Monday, August 25, 2008

Let your Heart Keep my Commandments.

Sunday of St. Bartholomew
8/22/08
Proverbs 3:1-8
Bror Erickson

[3:1] My son, do not forget my teaching,
but let your heart keep my commandments,
[2] for length of days and years of life
and peace they will add to you.

Do not forget my teaching, let your heart keep my commandments. Your heart, most think it is futile to tell your heart anything. Common wisdom often tells us to follow our heart, wherever it goes if you want to be happy. So it is common in culture today for people not to keep the sixth commandment in regard to marriage, because the heart is notoriously unfaithful to anyone but one’s self. People actually believe that this is proper justification for a divorce or an affair. On top of this is the naïve belief that the heart is the depository for all that is good, and nice, honorable and virtuous. So we let our hearts lead us around, like little boys and girls chasing puppies on a leash.
Let your heart keep my commandments. This is a lot harder than it would seem. The heart doesn’t take well to the Lord’s commandments. Jesus speaks of the heart saying: “For out of the heart come evil thoughts, murder, adultery, sexual immorality, theft, false witness, slander.” (Matthew 15:19 (ESV) Jesus doesn’t seem to think of the heart as that which should be leading us around through life. I don’t know about you, but on any given day, my heart proves Jesus right.

> [Position annotation records]
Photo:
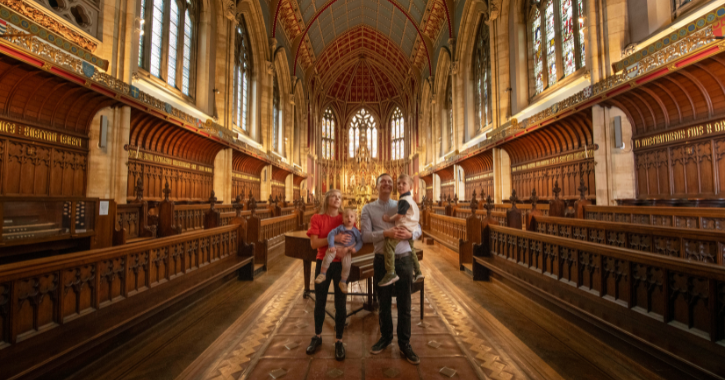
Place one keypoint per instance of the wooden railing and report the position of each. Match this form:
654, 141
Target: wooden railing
132, 222
667, 302
37, 295
267, 235
698, 245
681, 217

> [EXERCISE TASKS]
• 1. In the sermon, which commandment do people commonly fail to keep in regard to marriage?
• 2. Reproduce word for word the stretch of the sermon from "Do not forget my teaching, let" through "on a leash.".

> [ANSWERS TO THE EXERCISES]
• 1. The sixth commandment.

• 2.
Do not forget my teaching, let your heart keep my commandments. Your heart, most think it is futile to tell your heart anything. Common wisdom often tells us to follow our heart, wherever it goes if you want to be happy. So it is common in culture today for people not to keep the sixth commandment in regard to marriage, because the heart is notoriously unfaithful to anyone but one’s self. People actually believe that this is proper justification for a divorce or an affair. On top of this is the naïve belief that the heart is the depository for all that is good, and nice, honorable and virtuous. So we let our hearts lead us around, like little boys and girls chasing puppies on a leash.